Records from a dataset:
-- -- --

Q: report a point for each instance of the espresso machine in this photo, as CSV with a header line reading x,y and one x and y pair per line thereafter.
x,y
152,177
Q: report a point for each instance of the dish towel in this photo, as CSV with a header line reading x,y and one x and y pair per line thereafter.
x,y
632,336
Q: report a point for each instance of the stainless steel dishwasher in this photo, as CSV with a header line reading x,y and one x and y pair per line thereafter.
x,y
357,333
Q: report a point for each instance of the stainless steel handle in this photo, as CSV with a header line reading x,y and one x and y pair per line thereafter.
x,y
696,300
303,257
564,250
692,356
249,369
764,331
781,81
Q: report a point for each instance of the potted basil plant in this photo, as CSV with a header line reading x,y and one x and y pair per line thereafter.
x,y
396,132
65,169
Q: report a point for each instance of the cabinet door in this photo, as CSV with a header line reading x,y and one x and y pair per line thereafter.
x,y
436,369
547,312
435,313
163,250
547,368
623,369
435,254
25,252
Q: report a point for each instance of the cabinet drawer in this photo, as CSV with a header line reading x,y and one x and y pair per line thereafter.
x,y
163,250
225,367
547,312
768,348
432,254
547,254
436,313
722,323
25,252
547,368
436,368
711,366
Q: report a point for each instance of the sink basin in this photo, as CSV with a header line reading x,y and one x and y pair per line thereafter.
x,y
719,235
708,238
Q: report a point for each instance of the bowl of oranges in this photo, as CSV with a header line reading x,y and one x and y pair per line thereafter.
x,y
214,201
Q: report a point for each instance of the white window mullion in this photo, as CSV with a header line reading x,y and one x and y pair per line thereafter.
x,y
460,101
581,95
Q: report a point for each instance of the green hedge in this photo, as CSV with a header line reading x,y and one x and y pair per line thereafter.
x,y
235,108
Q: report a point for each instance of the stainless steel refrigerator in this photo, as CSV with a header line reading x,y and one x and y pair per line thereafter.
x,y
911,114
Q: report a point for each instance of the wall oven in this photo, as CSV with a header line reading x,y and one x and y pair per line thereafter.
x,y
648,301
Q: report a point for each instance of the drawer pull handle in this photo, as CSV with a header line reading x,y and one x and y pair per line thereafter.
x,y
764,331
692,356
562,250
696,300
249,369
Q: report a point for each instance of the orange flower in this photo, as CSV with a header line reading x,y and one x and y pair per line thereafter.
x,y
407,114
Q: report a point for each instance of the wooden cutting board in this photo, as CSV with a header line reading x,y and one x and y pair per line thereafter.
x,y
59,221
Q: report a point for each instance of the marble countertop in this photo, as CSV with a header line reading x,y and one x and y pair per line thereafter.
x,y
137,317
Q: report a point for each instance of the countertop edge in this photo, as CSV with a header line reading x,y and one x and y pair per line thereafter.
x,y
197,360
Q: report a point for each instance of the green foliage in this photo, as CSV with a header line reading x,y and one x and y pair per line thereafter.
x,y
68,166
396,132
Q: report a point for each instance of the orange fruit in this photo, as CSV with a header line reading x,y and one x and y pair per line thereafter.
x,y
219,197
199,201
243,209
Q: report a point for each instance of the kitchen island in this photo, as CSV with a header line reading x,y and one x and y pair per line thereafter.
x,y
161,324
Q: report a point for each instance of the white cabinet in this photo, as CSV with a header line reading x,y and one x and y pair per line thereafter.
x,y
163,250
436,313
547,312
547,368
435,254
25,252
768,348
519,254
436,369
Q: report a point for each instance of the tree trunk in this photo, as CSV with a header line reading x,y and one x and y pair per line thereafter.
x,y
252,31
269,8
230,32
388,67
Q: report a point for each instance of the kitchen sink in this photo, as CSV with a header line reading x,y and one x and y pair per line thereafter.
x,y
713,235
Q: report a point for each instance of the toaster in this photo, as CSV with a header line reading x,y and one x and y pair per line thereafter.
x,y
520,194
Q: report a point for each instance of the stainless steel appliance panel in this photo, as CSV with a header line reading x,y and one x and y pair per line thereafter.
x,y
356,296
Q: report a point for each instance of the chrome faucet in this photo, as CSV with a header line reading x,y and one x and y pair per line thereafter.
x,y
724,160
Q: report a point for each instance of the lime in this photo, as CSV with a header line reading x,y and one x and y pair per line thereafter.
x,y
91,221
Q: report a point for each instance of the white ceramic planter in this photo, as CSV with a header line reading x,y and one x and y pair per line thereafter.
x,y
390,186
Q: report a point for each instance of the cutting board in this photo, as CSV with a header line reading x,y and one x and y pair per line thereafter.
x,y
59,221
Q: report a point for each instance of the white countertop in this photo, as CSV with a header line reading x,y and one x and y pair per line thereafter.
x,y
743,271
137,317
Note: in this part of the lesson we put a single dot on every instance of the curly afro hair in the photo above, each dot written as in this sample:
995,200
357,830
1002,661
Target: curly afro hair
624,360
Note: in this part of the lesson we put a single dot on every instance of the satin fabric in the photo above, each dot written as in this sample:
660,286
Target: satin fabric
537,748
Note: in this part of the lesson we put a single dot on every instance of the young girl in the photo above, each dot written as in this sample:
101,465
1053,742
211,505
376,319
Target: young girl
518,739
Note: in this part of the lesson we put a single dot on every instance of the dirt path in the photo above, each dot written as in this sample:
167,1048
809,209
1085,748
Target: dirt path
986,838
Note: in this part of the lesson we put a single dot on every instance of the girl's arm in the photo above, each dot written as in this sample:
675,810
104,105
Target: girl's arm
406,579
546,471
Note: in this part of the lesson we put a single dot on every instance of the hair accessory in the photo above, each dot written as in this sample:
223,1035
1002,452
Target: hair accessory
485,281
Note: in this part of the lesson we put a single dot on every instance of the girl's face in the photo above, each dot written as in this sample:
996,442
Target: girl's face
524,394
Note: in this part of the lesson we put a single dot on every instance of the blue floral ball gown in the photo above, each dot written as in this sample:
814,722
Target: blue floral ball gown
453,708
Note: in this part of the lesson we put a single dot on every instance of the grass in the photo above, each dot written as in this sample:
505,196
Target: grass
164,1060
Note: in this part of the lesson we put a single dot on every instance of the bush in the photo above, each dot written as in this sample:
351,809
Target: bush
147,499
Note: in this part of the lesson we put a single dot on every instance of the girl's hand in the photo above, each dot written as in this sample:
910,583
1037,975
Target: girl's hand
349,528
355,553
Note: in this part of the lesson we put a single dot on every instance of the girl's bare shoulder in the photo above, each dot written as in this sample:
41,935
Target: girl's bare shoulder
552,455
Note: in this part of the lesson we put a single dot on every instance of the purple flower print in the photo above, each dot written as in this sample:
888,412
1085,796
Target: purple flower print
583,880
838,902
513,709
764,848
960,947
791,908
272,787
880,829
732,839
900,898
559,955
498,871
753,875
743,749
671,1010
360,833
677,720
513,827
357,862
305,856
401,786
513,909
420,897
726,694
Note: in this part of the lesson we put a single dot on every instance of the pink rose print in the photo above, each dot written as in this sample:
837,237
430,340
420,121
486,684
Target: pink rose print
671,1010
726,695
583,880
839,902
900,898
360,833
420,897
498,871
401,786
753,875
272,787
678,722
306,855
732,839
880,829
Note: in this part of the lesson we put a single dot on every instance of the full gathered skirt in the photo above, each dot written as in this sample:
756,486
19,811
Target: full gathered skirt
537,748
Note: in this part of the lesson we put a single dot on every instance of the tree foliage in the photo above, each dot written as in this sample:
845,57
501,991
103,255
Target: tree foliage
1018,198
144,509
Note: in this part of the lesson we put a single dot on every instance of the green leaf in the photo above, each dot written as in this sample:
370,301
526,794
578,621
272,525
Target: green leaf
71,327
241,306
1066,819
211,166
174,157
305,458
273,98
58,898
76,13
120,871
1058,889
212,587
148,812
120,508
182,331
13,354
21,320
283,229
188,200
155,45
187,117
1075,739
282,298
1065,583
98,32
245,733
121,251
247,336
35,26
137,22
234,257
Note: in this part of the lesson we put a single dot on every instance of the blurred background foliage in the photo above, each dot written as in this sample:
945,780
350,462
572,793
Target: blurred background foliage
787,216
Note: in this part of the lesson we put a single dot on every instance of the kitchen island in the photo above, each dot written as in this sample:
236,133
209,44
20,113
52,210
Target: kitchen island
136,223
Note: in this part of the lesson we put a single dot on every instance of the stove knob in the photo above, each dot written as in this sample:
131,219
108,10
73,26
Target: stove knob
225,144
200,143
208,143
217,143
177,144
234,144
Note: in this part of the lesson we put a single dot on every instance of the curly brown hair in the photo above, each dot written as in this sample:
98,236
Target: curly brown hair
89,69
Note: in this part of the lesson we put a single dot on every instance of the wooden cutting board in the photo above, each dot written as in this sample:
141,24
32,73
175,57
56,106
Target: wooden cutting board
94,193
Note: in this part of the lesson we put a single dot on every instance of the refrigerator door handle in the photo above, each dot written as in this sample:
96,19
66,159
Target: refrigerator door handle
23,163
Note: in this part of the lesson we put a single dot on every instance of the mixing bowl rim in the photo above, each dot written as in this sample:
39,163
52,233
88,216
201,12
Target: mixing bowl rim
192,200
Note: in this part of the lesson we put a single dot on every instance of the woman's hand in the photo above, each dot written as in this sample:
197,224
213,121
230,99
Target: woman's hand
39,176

-- -- --

Given request> Only the lines from the one containing "of the stove" through the end of the entries above belong in the answer; repeat them exactly.

Result below>
Note: in this part of the lesson we put a single dot on every instance of the stove knob in the photo above, each dot written as in this sample:
131,219
108,10
73,26
Target: stove knob
225,144
200,143
208,143
217,143
177,144
234,144
Note: in this part of the lesson we put a single dot on every instance of the curly brown hair in the photo above, each dot written as in this sample:
98,236
Target: curly brown hair
89,69
Note: in this part of the lesson we put a single dot on every instance of the wooden cutting board in the photo above, each dot written as in this sample:
141,24
32,73
175,57
56,106
Target: wooden cutting board
94,193
Note: in this part of the lesson we put a single dot on every instance of the refrigerator door handle in the photo above, each dot written as in this sample:
96,19
66,159
Target: refrigerator door handle
23,163
Note: in this part of the lesson we put a single dot on every instance of the mixing bowl rim in the photo above, each dot written as in this sample:
39,163
52,233
88,216
201,12
Target: mixing bowl rim
192,200
Note: in this part of the lesson we put a single dot on every instance of the woman's hand in the photo above, each dot written as in this sample:
197,224
213,121
230,99
Target: woman's hand
39,176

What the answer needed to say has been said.